- **Records shown**
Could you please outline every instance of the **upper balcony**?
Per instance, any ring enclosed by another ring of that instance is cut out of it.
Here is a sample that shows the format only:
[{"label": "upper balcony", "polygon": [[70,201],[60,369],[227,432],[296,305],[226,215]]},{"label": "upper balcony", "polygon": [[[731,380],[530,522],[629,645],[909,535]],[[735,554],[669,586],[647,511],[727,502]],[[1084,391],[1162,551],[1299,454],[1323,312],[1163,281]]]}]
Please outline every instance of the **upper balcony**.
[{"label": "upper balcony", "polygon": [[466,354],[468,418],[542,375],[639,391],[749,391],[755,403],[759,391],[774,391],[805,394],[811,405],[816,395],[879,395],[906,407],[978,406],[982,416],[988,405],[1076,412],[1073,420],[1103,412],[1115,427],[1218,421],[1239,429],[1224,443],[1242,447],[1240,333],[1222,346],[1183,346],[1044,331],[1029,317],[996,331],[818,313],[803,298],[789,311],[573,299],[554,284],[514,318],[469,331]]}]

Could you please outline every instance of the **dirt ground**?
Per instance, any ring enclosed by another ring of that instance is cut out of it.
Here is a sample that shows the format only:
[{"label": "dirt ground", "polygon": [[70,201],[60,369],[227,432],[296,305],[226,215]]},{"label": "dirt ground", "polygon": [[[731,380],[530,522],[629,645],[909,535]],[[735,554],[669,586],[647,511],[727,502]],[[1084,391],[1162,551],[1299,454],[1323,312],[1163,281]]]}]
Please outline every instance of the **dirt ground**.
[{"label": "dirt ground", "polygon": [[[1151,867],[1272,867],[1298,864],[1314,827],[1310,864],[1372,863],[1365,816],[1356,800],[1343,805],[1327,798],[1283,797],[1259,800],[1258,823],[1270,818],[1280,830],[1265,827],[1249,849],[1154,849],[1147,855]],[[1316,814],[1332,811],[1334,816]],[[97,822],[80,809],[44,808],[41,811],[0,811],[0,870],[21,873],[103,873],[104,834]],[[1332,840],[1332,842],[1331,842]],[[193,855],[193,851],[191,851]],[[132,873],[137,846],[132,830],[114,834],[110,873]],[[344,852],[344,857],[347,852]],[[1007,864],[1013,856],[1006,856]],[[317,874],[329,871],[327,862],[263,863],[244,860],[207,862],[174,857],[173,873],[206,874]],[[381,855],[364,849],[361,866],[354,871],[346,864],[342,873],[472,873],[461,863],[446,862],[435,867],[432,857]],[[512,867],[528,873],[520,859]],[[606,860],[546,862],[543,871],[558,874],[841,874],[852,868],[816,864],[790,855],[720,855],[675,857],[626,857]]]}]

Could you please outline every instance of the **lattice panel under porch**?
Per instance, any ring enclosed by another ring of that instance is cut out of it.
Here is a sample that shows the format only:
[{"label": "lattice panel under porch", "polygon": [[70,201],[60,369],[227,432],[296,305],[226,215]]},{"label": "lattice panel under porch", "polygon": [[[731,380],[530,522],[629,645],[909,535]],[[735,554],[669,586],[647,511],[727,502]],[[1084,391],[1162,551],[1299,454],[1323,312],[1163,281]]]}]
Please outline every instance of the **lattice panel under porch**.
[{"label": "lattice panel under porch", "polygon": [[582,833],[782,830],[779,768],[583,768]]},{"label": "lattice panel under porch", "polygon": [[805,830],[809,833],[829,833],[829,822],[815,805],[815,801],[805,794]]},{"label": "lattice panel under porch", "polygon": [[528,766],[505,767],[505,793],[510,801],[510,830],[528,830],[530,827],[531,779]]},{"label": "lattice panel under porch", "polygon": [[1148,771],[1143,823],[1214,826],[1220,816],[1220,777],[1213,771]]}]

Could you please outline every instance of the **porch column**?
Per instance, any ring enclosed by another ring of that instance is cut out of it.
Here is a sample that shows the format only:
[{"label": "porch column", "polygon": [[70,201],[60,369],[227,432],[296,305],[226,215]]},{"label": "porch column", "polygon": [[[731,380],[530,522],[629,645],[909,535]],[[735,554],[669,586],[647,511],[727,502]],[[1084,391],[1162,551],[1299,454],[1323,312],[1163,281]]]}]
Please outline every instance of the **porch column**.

- **Exercise goal**
Could you rewrite all of the data above, replacing every "outline" with "trace" and leaving everything else unchanged?

- **Task solution**
Could you please trace every instance of the **upper balcony**?
Per instance, any ring enclosed by another ring of that instance is cut out of it.
Here is a sample that shows the format only:
[{"label": "upper balcony", "polygon": [[70,201],[60,369],[227,432],[296,305],[226,215]]},{"label": "upper balcony", "polygon": [[[731,380],[530,522],[629,645],[909,535]],[[735,554],[669,586],[647,511],[727,502]],[[1084,391],[1162,551],[1299,454],[1323,312],[1163,281]]]}]
Please trace every instance of the **upper balcony**.
[{"label": "upper balcony", "polygon": [[466,354],[468,418],[542,375],[639,391],[749,391],[755,403],[759,391],[774,391],[805,394],[811,405],[816,395],[879,395],[906,407],[978,406],[982,416],[988,405],[1076,412],[1073,420],[1103,412],[1115,427],[1218,421],[1239,429],[1224,443],[1242,447],[1240,333],[1222,346],[1183,346],[1044,331],[1029,317],[996,331],[818,313],[803,298],[789,311],[573,299],[554,284],[514,318],[469,331]]}]

Could you please trace every instance of the **dirt ground**?
Per instance, any ring enclosed by another ring of that instance is cut out of it.
Here is a sample that shows the format only:
[{"label": "dirt ground", "polygon": [[70,201],[60,369],[227,432],[296,305],[226,215]]},{"label": "dirt ground", "polygon": [[[731,380],[530,522],[629,645],[909,535]],[[735,554],[669,586],[647,511],[727,502]],[[1084,391],[1162,551],[1299,454],[1323,312],[1163,281]]]}]
Please trace every instance of the **dirt ground**.
[{"label": "dirt ground", "polygon": [[[1151,867],[1272,867],[1298,864],[1314,827],[1310,864],[1372,863],[1365,816],[1356,800],[1343,805],[1327,798],[1283,797],[1259,800],[1258,823],[1270,818],[1280,830],[1265,827],[1249,849],[1154,849],[1147,855]],[[1316,814],[1332,811],[1334,816]],[[97,822],[80,809],[44,808],[41,811],[0,811],[0,870],[21,873],[103,873],[104,834]],[[1332,840],[1332,842],[1331,842]],[[193,855],[193,851],[191,851]],[[132,873],[137,846],[132,830],[114,834],[110,873]],[[344,852],[344,857],[347,852]],[[1007,864],[1013,856],[1006,856]],[[317,874],[329,871],[327,862],[263,863],[244,860],[207,862],[174,857],[173,873],[206,874]],[[381,855],[364,849],[361,866],[354,871],[346,864],[342,873],[472,873],[461,863],[446,862],[435,867],[432,857]],[[512,867],[528,873],[520,859]],[[606,860],[546,862],[543,871],[558,874],[841,874],[852,868],[816,864],[790,855],[720,855],[675,857],[626,857]]]}]

Could you please trace every instance of the **lattice panel under porch**?
Per instance, any ring enclosed by another ring of that instance is cut out of it.
Here is a sample that shows the format only:
[{"label": "lattice panel under porch", "polygon": [[70,201],[60,369],[227,432],[296,305],[226,215]]},{"label": "lattice panel under porch", "polygon": [[[731,380],[530,522],[629,645],[909,535]],[[735,554],[669,586],[647,511],[727,502]],[[1084,391],[1162,551],[1299,454],[1323,312],[1163,281]]]}]
Please trace every instance of the **lattice panel under porch**.
[{"label": "lattice panel under porch", "polygon": [[582,833],[782,830],[779,768],[583,768]]},{"label": "lattice panel under porch", "polygon": [[805,830],[809,833],[829,833],[829,822],[815,805],[815,801],[805,794]]},{"label": "lattice panel under porch", "polygon": [[528,766],[505,767],[505,793],[510,801],[510,830],[528,830],[530,827],[531,779]]},{"label": "lattice panel under porch", "polygon": [[1148,771],[1143,823],[1214,826],[1220,816],[1220,777],[1213,771]]}]

Could you please trace every instance of the **porch column**?
Per instance, any ring enclosed by another ring of that instance is cut out of it.
Here is a sample that shows the format only:
[{"label": "porch column", "polygon": [[70,201],[60,369],[227,432],[296,305],[226,215]]},{"label": "porch column", "polygon": [[[731,380],[530,522],[629,645],[909,535]],[[735,554],[669,586],[647,511],[727,502]],[[1084,391],[1162,551],[1299,454],[1323,312],[1163,281]]]}]
Please trace every instance of the **porch column**.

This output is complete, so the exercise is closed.